**Exercise task**: Reproduce the material from its start through the line containing "(1061, 281)", inclusive, with every "photo" changed to "image" and nothing else altered.

**Records provided**:

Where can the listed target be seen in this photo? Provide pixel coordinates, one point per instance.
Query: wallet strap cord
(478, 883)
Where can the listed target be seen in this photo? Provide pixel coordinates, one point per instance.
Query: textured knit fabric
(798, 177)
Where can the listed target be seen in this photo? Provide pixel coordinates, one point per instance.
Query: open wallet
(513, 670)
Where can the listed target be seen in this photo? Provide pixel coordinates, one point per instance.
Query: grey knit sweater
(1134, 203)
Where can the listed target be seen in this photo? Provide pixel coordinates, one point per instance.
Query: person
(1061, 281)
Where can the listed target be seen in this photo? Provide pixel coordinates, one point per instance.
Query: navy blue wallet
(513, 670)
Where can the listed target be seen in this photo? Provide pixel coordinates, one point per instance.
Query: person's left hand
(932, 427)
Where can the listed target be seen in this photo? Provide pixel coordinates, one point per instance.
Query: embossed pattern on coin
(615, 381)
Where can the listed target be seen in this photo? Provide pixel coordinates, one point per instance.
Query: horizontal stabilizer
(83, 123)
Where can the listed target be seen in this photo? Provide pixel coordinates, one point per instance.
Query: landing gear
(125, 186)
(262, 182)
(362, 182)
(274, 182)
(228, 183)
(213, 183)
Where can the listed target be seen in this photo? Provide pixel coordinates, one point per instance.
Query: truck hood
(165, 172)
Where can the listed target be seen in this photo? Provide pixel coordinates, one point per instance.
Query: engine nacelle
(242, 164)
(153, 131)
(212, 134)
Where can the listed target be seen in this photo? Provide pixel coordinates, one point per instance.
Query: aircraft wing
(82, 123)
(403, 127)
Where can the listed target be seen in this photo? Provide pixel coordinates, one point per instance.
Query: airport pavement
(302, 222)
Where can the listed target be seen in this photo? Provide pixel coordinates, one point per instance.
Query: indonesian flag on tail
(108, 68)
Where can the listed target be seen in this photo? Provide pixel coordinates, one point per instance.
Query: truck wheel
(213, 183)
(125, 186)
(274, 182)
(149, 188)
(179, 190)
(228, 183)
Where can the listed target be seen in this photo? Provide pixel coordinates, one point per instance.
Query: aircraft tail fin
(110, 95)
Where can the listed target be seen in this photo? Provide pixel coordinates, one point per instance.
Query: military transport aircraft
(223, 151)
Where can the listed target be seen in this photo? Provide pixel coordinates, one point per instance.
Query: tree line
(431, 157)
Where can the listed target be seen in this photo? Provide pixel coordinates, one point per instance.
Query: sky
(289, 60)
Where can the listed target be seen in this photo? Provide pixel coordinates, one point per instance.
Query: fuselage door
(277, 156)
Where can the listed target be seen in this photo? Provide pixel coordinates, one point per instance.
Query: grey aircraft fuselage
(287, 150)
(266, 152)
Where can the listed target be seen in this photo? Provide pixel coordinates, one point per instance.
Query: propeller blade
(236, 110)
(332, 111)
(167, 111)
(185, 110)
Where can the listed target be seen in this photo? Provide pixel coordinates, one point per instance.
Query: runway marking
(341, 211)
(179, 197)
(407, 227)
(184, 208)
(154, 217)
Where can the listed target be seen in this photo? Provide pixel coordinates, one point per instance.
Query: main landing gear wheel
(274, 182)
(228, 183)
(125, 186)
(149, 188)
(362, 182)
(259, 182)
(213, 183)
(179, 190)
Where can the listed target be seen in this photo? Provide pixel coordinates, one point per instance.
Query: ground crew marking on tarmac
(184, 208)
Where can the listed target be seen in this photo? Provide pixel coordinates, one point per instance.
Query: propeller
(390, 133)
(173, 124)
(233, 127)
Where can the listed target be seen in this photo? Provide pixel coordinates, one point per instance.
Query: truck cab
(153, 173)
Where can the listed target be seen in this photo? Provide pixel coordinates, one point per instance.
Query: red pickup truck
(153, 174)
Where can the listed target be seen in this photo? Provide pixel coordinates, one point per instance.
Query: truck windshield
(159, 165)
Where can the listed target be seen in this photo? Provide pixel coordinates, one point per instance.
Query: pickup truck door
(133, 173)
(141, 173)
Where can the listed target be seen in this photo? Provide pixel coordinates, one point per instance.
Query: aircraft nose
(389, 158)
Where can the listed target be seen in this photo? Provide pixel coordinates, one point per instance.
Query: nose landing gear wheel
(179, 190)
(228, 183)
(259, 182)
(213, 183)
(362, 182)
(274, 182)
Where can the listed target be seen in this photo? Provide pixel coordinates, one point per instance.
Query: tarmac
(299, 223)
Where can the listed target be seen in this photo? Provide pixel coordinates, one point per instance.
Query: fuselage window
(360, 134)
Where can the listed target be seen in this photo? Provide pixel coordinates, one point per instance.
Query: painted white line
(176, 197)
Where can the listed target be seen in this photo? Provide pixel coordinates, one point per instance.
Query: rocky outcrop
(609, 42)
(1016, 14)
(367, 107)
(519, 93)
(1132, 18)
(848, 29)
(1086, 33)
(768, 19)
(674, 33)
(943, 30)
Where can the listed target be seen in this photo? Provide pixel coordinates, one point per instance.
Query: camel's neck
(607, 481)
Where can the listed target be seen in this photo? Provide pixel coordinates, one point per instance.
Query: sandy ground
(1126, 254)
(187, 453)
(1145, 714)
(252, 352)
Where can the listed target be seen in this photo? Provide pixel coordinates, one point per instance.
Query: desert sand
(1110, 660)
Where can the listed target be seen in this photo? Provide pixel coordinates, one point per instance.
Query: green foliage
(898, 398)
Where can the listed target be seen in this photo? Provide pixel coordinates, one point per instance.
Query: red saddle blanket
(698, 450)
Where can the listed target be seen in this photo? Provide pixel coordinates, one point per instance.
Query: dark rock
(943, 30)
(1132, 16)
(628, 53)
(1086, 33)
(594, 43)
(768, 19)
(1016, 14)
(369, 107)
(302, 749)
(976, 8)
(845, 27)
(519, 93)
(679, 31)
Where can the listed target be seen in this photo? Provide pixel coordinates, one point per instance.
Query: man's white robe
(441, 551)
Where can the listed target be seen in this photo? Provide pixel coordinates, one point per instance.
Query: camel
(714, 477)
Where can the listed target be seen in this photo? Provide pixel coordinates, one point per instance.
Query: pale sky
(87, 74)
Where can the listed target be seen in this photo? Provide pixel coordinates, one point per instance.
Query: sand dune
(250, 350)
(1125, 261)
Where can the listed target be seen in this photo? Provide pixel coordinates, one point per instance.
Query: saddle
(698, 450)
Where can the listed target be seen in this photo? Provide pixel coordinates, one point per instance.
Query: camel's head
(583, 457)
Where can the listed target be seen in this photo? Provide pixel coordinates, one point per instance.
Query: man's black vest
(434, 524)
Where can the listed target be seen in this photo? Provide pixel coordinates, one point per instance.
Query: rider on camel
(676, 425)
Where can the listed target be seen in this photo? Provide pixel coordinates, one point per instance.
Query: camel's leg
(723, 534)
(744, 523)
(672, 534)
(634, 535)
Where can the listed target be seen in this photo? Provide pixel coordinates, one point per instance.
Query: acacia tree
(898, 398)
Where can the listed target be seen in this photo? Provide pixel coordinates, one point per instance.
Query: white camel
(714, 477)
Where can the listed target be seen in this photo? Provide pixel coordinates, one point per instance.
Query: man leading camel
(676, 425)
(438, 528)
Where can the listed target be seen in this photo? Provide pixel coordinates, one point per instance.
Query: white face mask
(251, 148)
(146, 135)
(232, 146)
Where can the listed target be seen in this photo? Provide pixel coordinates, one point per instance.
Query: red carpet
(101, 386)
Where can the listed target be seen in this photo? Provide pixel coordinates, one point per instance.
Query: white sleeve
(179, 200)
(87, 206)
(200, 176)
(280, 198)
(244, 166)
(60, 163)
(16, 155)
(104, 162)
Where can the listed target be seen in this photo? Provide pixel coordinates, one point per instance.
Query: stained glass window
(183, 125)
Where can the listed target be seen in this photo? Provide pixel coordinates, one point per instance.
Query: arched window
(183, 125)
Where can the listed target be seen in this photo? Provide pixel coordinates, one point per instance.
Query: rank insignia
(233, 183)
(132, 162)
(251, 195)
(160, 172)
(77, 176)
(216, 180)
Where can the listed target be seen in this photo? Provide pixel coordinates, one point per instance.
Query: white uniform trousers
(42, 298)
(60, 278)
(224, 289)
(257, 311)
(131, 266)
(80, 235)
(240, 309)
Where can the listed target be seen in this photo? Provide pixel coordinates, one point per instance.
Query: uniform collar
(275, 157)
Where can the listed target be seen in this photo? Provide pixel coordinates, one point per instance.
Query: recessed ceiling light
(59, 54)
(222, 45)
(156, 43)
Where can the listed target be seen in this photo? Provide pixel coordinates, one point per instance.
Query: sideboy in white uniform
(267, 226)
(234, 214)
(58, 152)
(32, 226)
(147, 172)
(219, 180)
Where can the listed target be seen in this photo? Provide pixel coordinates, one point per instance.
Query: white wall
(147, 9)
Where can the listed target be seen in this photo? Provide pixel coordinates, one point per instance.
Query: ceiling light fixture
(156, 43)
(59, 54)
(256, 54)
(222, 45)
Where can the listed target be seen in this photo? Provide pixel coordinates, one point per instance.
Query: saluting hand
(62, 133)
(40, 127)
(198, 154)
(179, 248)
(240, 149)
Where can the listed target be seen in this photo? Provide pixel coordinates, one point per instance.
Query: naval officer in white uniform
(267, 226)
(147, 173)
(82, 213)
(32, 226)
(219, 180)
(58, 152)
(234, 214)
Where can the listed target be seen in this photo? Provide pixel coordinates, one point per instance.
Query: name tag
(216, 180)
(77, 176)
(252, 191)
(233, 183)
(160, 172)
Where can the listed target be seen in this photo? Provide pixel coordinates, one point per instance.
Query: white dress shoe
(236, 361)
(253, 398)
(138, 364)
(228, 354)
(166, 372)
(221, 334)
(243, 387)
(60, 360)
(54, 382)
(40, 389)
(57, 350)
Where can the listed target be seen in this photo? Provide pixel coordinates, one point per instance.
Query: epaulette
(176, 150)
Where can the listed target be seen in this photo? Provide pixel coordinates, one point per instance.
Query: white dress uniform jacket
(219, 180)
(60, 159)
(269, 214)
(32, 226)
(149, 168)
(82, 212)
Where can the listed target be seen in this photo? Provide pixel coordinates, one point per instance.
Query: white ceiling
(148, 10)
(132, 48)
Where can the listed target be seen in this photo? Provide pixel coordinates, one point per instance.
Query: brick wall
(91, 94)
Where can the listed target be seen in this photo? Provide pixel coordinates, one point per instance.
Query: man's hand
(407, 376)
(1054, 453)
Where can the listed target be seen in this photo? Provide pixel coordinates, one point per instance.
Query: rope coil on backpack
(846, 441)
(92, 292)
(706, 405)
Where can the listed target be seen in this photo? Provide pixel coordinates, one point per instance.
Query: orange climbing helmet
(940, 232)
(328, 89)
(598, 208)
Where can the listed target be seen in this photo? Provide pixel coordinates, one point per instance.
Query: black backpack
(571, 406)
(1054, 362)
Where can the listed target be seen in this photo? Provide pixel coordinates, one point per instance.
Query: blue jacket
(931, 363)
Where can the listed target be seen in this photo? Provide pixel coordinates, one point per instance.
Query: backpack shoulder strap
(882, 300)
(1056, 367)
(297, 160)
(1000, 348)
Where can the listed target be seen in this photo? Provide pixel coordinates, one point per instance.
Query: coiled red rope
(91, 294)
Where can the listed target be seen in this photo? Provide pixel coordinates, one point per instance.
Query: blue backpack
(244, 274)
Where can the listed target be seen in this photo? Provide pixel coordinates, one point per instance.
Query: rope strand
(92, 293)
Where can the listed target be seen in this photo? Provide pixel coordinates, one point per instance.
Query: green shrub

**Solution**:
Where can the listed target be seen in this image? Provide pixel coordinates, one point per instance.
Query: wallet strap cord
(478, 883)
Where can the listed target be seen in this image? Provide pixel coordinates, one point per instance.
Query: textured knit fabric
(798, 177)
Where can the listed target be seen in this image? Provide pixel coordinates, one point per instance.
Query: open wallet
(513, 670)
Where can the listed target be seen in this image? Provide pixel coordinates, one point per instance.
Query: grey knit sweater
(1134, 203)
Where can the listed target be seen in this image? Provide pixel coordinates, one point per instance.
Query: person
(1061, 281)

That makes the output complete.